Return the number of lines below with "vest" in them, and nothing else.

[Entries supplied Boundary: Start]

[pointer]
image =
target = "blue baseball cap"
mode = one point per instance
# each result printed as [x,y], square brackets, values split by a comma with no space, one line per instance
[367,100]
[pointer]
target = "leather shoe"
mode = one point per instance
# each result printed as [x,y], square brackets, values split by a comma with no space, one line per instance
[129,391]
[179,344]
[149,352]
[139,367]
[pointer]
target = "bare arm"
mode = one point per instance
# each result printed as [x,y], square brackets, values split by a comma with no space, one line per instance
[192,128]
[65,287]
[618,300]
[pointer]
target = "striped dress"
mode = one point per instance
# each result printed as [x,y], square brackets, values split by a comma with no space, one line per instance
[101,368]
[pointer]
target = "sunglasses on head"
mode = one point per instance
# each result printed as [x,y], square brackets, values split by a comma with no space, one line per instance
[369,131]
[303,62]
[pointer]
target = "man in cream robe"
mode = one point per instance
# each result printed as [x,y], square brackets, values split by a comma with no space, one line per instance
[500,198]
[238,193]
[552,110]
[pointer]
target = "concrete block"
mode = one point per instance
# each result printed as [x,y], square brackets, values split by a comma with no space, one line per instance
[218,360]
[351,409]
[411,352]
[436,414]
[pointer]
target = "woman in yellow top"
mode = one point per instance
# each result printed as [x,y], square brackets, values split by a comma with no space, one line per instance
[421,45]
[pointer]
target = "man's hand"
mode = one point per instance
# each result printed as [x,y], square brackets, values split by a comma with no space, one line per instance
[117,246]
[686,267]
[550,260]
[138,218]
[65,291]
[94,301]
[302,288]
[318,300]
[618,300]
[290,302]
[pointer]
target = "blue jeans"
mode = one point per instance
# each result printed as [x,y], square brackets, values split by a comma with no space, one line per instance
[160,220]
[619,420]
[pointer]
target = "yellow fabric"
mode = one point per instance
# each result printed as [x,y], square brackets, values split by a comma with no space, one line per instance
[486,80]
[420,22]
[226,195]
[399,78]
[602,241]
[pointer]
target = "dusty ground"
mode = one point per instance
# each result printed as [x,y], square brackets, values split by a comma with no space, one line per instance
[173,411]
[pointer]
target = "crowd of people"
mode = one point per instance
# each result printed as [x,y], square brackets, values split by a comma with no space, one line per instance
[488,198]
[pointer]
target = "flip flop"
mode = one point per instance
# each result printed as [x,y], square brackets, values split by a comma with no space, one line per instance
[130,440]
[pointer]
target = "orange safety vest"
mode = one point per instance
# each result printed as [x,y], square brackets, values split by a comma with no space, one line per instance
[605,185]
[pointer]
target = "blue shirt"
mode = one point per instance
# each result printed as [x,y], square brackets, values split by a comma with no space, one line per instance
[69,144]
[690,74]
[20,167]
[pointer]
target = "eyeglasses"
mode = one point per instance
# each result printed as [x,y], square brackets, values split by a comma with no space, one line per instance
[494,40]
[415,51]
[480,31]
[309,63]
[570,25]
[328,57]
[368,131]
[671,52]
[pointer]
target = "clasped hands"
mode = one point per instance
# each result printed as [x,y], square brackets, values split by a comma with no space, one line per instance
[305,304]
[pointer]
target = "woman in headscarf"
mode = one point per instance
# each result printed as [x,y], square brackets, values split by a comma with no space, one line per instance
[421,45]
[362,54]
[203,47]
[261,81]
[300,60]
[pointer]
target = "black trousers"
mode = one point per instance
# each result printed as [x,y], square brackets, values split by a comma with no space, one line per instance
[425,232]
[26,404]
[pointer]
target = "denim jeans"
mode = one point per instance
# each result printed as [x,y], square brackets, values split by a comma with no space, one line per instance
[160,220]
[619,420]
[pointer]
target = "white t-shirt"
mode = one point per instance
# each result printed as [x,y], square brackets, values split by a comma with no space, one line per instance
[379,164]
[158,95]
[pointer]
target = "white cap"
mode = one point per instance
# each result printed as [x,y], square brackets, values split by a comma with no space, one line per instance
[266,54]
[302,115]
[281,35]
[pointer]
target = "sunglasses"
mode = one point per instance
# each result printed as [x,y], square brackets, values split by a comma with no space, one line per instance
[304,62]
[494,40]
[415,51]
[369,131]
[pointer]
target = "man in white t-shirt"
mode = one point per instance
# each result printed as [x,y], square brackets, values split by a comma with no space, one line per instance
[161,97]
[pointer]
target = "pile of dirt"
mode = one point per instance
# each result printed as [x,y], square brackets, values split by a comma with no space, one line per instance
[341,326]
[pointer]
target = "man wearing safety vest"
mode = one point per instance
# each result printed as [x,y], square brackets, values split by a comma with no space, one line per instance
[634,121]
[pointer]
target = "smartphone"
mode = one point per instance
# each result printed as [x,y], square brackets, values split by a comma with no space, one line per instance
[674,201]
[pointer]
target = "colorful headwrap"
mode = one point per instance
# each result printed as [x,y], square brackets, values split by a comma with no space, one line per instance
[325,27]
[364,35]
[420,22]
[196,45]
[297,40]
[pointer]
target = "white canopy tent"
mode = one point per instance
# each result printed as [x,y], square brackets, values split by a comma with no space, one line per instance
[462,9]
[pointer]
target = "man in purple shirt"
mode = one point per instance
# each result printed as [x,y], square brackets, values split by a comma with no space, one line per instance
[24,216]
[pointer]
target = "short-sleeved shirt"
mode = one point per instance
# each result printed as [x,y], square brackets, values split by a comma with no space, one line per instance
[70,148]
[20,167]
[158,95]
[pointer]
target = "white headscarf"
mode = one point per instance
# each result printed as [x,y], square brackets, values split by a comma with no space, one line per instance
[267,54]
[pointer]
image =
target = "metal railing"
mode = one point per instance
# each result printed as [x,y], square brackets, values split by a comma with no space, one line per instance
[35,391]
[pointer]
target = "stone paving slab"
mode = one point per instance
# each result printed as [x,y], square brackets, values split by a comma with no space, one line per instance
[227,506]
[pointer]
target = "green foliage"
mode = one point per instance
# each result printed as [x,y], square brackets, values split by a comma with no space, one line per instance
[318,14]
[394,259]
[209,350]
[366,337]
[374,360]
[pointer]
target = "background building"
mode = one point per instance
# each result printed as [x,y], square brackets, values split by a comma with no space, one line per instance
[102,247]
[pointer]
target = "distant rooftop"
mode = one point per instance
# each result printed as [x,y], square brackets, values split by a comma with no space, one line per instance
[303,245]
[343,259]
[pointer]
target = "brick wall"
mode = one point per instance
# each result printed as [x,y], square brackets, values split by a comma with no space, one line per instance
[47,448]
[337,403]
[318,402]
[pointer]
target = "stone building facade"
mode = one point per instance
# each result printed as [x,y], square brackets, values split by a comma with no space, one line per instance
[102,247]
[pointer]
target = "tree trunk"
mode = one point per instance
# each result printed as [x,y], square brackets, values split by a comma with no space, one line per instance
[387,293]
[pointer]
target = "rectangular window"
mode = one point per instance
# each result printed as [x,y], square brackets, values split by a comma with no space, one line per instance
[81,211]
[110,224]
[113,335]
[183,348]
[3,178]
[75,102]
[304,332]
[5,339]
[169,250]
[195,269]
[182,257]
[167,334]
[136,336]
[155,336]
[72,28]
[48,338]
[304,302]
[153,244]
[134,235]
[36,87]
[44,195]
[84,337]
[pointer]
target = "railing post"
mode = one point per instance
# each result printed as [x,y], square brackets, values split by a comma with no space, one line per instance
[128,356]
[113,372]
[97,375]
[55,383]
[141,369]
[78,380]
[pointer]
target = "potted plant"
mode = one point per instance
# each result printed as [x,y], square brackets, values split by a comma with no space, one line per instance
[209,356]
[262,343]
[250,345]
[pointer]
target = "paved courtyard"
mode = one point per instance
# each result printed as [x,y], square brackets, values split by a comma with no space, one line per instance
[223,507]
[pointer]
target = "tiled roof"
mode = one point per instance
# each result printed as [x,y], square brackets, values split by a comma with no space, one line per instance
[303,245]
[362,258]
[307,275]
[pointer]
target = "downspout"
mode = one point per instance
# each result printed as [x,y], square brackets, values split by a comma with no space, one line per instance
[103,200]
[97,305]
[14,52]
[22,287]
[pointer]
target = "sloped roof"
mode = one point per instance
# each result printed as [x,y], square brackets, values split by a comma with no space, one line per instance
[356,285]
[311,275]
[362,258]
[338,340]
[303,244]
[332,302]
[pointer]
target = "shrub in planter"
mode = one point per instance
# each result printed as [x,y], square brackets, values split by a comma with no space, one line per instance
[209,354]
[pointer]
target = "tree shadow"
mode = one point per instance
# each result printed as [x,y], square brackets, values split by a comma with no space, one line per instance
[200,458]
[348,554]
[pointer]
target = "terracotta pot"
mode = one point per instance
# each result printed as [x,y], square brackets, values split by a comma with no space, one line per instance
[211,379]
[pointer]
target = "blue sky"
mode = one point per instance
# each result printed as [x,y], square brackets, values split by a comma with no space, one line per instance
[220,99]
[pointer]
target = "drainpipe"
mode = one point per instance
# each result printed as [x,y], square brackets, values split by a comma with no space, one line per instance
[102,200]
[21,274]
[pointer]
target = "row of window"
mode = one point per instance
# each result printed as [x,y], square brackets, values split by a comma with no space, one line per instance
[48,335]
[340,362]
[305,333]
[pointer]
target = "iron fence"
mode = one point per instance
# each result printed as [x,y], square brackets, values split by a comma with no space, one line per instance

[Entries supplied Boundary: End]

→ **Output for this exercise**
2